_Exercise prompt_:
Restate the data exactly as given and keep the pictures out.

_Information given_:
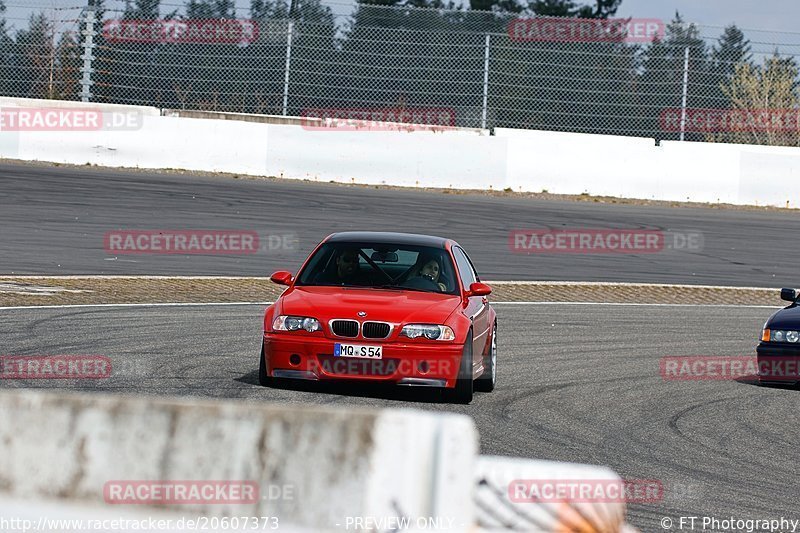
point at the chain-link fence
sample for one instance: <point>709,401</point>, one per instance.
<point>490,69</point>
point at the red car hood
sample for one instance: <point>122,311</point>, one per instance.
<point>325,303</point>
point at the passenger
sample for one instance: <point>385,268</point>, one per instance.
<point>346,272</point>
<point>431,270</point>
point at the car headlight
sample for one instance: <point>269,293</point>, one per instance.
<point>429,331</point>
<point>296,323</point>
<point>778,335</point>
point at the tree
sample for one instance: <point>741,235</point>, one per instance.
<point>732,49</point>
<point>765,104</point>
<point>141,10</point>
<point>210,9</point>
<point>37,58</point>
<point>8,56</point>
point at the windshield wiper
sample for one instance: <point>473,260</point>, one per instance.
<point>401,288</point>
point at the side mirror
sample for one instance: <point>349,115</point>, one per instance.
<point>479,289</point>
<point>281,277</point>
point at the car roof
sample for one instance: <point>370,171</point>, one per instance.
<point>389,237</point>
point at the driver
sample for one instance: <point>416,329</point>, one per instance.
<point>431,269</point>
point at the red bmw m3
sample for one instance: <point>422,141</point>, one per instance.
<point>383,307</point>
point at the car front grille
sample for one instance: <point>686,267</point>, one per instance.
<point>375,330</point>
<point>344,328</point>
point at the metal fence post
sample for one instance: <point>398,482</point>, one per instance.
<point>485,80</point>
<point>685,92</point>
<point>90,17</point>
<point>288,66</point>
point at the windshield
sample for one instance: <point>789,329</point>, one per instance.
<point>385,266</point>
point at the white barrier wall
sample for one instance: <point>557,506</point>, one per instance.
<point>522,160</point>
<point>314,466</point>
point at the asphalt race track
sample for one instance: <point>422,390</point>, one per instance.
<point>54,219</point>
<point>577,383</point>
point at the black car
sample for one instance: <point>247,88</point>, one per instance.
<point>779,350</point>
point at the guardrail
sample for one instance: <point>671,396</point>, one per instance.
<point>518,160</point>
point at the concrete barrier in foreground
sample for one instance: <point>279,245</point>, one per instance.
<point>73,462</point>
<point>545,496</point>
<point>308,467</point>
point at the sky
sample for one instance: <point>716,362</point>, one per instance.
<point>772,15</point>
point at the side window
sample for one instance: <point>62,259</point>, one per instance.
<point>465,270</point>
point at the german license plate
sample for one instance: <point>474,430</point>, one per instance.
<point>360,351</point>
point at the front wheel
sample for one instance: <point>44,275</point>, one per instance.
<point>263,379</point>
<point>488,379</point>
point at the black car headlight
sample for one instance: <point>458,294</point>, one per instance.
<point>781,335</point>
<point>296,323</point>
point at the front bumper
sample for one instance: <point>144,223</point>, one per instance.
<point>778,363</point>
<point>422,363</point>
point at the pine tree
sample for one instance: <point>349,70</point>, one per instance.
<point>37,57</point>
<point>141,9</point>
<point>732,49</point>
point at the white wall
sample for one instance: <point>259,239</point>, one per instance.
<point>523,160</point>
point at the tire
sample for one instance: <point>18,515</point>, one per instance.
<point>462,393</point>
<point>263,379</point>
<point>488,380</point>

_Reply_:
point at the chain-link fence
sample for one instance: <point>709,401</point>, one per instance.
<point>490,69</point>
point at the red car hood
sample for one instance: <point>122,311</point>, one per instance.
<point>325,303</point>
point at the passenger
sample for one instance: <point>385,268</point>, one per instance.
<point>346,272</point>
<point>431,270</point>
point at the car headlight
sample for one instance: <point>269,293</point>, one per instance.
<point>429,331</point>
<point>296,323</point>
<point>778,335</point>
point at the tree
sample for one instance: <point>741,235</point>, one per instance.
<point>732,49</point>
<point>765,104</point>
<point>141,10</point>
<point>210,9</point>
<point>37,58</point>
<point>8,56</point>
point at the windshield wiper
sample for one instance: <point>473,260</point>, one per instance.
<point>401,288</point>
point at the side mirror
sample for one instance: <point>349,115</point>, one per instance.
<point>479,289</point>
<point>281,277</point>
point at the car roof
sample for one instance: <point>370,171</point>, one per instance.
<point>389,237</point>
point at the driver
sample for one instance: <point>416,329</point>, one per instance.
<point>431,269</point>
point at the red bmw m3
sample for one instance: <point>422,141</point>, one per instance.
<point>383,307</point>
point at the car front grille
sample for one instance: <point>686,267</point>, one per instance.
<point>375,330</point>
<point>344,328</point>
point at the metal fence post
sample for one instance: <point>398,482</point>, one per instance.
<point>485,80</point>
<point>685,92</point>
<point>90,17</point>
<point>288,66</point>
point at the windshield
sample for one instance: <point>789,329</point>, one per instance.
<point>385,266</point>
point at the white barrier wall
sample for one instance: <point>557,506</point>, one per instance.
<point>522,160</point>
<point>314,466</point>
point at the asphalt race track
sample for one instance: <point>422,390</point>, one per instance.
<point>54,219</point>
<point>577,383</point>
point at the black car
sample for one instance: <point>247,88</point>, one per instance.
<point>779,350</point>
point at the guardrail
sample for one instance: <point>671,396</point>, one per instance.
<point>518,160</point>
point at the concrete barrier in foreground
sample for one instance: <point>279,245</point>, one per instance.
<point>73,462</point>
<point>545,496</point>
<point>308,467</point>
point at the sky
sample for one instance: <point>716,362</point>, one per instance.
<point>772,15</point>
point at the side window
sample for one instance: <point>62,259</point>, one per instance.
<point>465,270</point>
point at the german license plate
sample for one instance: <point>474,430</point>, one per instance.
<point>360,351</point>
point at the front wheel
sample for one instance: <point>44,275</point>, one per instance.
<point>263,379</point>
<point>488,379</point>
point at the black car headlight
sample for one instance: <point>458,294</point>, one per instance.
<point>781,335</point>
<point>296,323</point>
point at the front bumper
sample for one instance: <point>144,223</point>, one per instance.
<point>778,363</point>
<point>422,363</point>
point at the pine tree
sample for one instance: <point>349,70</point>, one per instance.
<point>37,57</point>
<point>141,9</point>
<point>732,49</point>
point at the white wall
sample for one instance: <point>259,239</point>, one per instance.
<point>523,160</point>
point at the tire
sample for one instance: <point>18,515</point>, one per instance.
<point>462,393</point>
<point>263,379</point>
<point>488,380</point>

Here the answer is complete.